● WRITTEN EXERCISE: Rewrite the records from the line containing "man in black" through the end of the records, including both ends and keeping every request, with each coordinate in the answers multiplied by 2.1 and rounded to a whole number, halves rounded up. Give only those lines.

▬▬▬▬▬▬

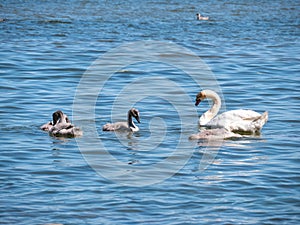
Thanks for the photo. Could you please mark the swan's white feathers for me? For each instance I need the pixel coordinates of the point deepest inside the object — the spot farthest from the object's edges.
(239, 121)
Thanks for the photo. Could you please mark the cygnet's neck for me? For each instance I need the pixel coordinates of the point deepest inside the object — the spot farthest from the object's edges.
(213, 111)
(131, 124)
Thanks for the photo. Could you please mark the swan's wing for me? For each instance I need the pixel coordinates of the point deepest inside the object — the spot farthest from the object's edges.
(239, 121)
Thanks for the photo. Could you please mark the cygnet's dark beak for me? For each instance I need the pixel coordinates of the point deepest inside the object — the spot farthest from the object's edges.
(137, 119)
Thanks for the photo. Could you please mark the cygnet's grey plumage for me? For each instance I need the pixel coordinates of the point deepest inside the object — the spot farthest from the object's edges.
(61, 126)
(127, 126)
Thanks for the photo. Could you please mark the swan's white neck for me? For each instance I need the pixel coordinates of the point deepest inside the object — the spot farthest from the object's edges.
(131, 124)
(213, 111)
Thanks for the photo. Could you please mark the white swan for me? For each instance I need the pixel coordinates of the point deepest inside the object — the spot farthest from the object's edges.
(61, 126)
(239, 121)
(125, 126)
(199, 17)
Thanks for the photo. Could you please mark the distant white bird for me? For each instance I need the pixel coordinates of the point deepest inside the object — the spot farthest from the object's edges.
(61, 126)
(128, 126)
(199, 17)
(238, 121)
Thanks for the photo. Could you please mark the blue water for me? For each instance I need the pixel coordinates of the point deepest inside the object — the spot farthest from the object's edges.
(252, 49)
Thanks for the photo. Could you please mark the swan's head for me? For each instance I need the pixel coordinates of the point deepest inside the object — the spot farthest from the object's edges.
(200, 96)
(59, 117)
(135, 113)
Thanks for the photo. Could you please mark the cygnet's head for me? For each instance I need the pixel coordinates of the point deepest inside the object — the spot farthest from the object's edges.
(135, 113)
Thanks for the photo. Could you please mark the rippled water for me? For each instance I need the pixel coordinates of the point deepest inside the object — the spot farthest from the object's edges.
(251, 47)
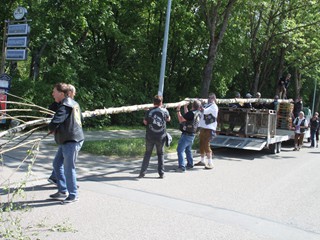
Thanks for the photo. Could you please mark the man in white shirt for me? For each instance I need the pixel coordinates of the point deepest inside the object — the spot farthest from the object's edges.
(208, 125)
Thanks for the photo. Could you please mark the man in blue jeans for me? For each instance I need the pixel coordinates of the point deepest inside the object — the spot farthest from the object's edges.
(189, 122)
(66, 125)
(155, 121)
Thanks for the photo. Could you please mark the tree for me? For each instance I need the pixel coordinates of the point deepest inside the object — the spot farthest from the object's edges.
(216, 15)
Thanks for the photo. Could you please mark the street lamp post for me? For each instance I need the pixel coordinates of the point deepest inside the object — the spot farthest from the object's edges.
(164, 50)
(314, 96)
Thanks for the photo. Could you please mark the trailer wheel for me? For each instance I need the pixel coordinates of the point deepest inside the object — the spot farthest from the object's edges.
(278, 147)
(273, 148)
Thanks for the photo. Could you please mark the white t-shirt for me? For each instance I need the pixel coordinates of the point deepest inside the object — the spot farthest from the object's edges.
(298, 124)
(209, 109)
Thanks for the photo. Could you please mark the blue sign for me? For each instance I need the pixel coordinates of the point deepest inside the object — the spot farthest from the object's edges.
(5, 81)
(17, 42)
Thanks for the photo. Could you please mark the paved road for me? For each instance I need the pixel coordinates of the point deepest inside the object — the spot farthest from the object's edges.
(248, 195)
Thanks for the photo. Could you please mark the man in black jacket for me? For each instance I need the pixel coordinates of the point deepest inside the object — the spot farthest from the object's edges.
(66, 125)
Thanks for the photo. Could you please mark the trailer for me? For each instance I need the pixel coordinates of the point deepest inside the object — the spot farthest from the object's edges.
(254, 129)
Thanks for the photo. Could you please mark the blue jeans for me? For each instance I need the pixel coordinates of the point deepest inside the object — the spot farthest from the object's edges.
(150, 143)
(64, 165)
(185, 145)
(312, 137)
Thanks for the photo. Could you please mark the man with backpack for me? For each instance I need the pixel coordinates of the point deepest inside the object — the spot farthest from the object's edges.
(189, 122)
(208, 125)
(155, 121)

▬▬▬▬▬▬

● SOLVED EXERCISE:
Thanks for the photo. Could you please mark the man in black jacket for me? For each instance I need the pixel coordinates of the point deepest inside the object — the spot farthest from the object's edges.
(139, 263)
Thanks for the photo. Could you please mark the trailer for me? For each instance I need the pixel coordinates of the point deepest inside the object — the spot farthest from the object's edges.
(533, 271)
Thanks for the photo. Could you please mark the blue jeans for me? For each instance I need the pixel coordinates of the point deepest inside the object — the spot farthest from the object's edges.
(315, 300)
(134, 347)
(389, 305)
(655, 288)
Thanks for the photo. Could you please mark the man with backpack for me? For each instance I need the pixel coordinates of the point deepest inside the object — the spot farthest from the object's edges.
(397, 256)
(437, 263)
(326, 254)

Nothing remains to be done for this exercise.